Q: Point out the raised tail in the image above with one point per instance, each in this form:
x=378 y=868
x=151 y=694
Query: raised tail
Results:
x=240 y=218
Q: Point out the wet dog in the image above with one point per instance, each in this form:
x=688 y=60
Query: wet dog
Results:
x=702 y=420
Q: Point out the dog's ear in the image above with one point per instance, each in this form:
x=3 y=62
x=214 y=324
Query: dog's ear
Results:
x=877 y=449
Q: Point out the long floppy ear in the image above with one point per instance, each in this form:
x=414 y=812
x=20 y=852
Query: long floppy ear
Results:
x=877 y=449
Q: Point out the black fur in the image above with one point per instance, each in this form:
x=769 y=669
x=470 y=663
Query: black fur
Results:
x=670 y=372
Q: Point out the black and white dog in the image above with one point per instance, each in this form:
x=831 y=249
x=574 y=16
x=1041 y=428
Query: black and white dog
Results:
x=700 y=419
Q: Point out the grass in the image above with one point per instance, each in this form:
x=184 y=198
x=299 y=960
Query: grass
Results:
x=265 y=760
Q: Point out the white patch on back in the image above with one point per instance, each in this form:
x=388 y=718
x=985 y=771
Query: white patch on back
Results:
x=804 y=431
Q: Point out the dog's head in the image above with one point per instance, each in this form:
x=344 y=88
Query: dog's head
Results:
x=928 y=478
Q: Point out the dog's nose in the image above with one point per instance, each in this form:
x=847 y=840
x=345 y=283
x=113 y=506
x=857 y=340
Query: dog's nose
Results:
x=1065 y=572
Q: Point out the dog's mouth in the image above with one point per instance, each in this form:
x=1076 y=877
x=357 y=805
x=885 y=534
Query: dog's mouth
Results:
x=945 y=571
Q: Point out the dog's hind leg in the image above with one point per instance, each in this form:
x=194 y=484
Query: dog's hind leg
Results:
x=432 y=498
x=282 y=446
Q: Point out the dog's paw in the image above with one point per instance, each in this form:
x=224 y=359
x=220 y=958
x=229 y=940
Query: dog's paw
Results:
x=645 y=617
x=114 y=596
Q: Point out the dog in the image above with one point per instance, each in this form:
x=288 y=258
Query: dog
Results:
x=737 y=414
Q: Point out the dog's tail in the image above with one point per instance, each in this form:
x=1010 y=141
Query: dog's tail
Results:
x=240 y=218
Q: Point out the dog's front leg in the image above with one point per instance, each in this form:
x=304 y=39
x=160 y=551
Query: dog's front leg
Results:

===============

_Exercise_:
Go over the listing above and return each line with "patch".

_Output of the exercise_:
Q: Point out the white patch on back in the image above with one point per instance, each in this form:
Query: white patch on back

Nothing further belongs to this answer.